WRITTEN REQUEST
Can you write out again the part of the entries that opens with the line containing "For every instance of the lemon segment, the" and closes with the line containing "x=251, y=820", both lines included, keeping the request as it stands but scaling every coordinate in the answers by 1.65 and rounding each to a whole number, with halves rounded up?

RECORDS PROVIDED
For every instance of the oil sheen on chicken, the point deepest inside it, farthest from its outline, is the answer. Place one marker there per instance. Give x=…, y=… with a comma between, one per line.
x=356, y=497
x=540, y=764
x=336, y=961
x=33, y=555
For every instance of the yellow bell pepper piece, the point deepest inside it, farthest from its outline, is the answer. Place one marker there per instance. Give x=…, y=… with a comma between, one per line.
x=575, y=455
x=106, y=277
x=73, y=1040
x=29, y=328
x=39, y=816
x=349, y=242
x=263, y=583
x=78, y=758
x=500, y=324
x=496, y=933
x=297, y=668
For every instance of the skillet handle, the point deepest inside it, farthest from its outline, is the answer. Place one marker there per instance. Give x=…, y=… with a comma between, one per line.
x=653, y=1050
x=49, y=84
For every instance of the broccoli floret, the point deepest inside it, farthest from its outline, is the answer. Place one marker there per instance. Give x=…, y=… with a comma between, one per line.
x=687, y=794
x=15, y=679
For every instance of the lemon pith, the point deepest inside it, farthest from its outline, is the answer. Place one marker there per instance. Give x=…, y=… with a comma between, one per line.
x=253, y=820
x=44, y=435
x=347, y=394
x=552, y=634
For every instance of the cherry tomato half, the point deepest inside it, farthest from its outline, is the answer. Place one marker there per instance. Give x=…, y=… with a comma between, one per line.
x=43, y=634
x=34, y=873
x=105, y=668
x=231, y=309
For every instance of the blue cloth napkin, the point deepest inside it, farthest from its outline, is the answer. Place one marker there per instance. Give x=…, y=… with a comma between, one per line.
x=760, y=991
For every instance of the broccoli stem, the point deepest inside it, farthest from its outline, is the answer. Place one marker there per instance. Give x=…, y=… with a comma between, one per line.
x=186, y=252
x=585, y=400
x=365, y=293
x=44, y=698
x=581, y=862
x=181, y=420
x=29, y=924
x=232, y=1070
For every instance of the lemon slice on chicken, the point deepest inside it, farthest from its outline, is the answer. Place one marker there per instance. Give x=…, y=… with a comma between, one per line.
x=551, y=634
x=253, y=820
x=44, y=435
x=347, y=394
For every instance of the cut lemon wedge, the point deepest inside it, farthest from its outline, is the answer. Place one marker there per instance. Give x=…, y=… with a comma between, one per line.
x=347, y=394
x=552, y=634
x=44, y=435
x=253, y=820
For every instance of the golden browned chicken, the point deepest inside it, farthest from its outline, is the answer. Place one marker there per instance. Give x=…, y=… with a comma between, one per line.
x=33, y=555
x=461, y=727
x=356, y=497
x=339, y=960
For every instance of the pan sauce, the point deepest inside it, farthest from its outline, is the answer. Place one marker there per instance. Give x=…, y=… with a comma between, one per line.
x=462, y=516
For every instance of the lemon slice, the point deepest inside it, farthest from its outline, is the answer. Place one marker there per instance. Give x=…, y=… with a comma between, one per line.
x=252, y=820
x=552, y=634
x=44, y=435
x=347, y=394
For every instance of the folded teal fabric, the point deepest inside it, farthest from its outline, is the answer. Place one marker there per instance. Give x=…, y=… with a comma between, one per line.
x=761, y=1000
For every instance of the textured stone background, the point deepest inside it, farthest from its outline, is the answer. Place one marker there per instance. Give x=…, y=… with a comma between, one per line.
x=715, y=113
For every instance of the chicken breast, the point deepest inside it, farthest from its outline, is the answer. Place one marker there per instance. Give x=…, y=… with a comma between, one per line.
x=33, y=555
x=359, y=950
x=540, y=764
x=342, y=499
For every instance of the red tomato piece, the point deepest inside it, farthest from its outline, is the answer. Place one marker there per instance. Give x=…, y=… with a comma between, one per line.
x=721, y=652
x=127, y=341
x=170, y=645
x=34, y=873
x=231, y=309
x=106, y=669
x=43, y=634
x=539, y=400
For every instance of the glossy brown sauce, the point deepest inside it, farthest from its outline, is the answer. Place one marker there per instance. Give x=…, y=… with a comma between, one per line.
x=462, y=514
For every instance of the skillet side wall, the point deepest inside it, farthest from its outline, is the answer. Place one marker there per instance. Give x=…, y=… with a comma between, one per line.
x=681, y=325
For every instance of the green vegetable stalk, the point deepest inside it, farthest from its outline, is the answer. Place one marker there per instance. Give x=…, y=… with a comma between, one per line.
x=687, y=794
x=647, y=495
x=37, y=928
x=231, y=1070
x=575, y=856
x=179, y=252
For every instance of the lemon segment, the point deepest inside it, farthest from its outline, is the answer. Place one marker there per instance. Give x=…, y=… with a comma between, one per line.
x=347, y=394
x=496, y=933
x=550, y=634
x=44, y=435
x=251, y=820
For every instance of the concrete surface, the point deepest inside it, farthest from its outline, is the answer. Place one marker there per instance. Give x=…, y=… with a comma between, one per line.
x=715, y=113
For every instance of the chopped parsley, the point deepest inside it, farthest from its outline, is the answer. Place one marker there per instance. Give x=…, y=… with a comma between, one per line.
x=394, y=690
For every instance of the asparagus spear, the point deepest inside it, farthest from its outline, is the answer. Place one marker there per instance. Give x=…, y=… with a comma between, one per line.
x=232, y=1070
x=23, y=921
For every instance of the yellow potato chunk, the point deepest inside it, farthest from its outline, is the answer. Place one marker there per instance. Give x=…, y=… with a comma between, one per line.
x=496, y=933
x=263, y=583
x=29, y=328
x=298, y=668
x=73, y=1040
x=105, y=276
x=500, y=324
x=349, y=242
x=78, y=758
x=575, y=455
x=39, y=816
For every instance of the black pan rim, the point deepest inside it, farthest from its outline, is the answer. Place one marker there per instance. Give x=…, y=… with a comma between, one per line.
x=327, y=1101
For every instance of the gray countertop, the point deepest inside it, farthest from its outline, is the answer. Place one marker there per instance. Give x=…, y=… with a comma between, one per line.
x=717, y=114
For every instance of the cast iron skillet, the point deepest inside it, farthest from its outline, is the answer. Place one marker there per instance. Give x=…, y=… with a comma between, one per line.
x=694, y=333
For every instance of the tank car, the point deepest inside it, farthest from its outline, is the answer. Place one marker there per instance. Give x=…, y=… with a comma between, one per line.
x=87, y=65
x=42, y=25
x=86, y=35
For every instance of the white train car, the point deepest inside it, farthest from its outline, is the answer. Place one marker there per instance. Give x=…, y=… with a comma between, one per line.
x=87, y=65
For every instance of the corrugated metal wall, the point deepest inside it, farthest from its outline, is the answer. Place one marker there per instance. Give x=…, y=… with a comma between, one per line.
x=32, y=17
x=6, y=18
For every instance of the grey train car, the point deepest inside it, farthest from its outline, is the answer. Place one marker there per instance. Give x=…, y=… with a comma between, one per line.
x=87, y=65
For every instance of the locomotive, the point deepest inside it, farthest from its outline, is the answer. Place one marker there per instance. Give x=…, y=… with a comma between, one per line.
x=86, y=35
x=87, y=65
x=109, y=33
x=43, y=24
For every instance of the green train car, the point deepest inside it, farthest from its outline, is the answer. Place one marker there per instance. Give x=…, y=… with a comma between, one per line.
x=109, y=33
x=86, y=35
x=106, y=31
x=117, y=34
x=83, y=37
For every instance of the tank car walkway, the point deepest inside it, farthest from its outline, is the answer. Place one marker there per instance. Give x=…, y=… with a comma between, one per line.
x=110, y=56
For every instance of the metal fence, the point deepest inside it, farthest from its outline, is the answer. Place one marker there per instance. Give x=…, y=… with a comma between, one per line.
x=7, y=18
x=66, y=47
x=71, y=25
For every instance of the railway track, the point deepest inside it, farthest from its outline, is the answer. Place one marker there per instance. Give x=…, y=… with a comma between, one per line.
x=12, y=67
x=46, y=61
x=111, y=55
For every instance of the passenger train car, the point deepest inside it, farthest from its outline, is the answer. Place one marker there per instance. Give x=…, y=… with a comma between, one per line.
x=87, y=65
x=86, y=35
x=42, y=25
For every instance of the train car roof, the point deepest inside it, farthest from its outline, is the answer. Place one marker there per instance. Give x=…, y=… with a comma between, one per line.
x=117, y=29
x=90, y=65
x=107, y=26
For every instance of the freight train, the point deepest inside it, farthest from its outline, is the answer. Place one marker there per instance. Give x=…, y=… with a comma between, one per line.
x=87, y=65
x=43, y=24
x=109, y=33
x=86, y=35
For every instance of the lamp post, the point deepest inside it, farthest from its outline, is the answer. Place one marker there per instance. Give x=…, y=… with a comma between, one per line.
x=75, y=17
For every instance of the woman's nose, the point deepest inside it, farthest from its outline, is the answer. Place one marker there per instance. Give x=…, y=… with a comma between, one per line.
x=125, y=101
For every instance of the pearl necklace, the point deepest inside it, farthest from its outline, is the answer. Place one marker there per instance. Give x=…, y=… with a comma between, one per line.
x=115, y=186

WRITTEN RESPONSE
For every instance of the lemon segment, the point deepest inside it, farthest from its outline, is the answer. Place one marker there per instance. Give x=…, y=… with a comma between, one per line.
x=573, y=650
x=818, y=1539
x=908, y=1046
x=73, y=718
x=414, y=1353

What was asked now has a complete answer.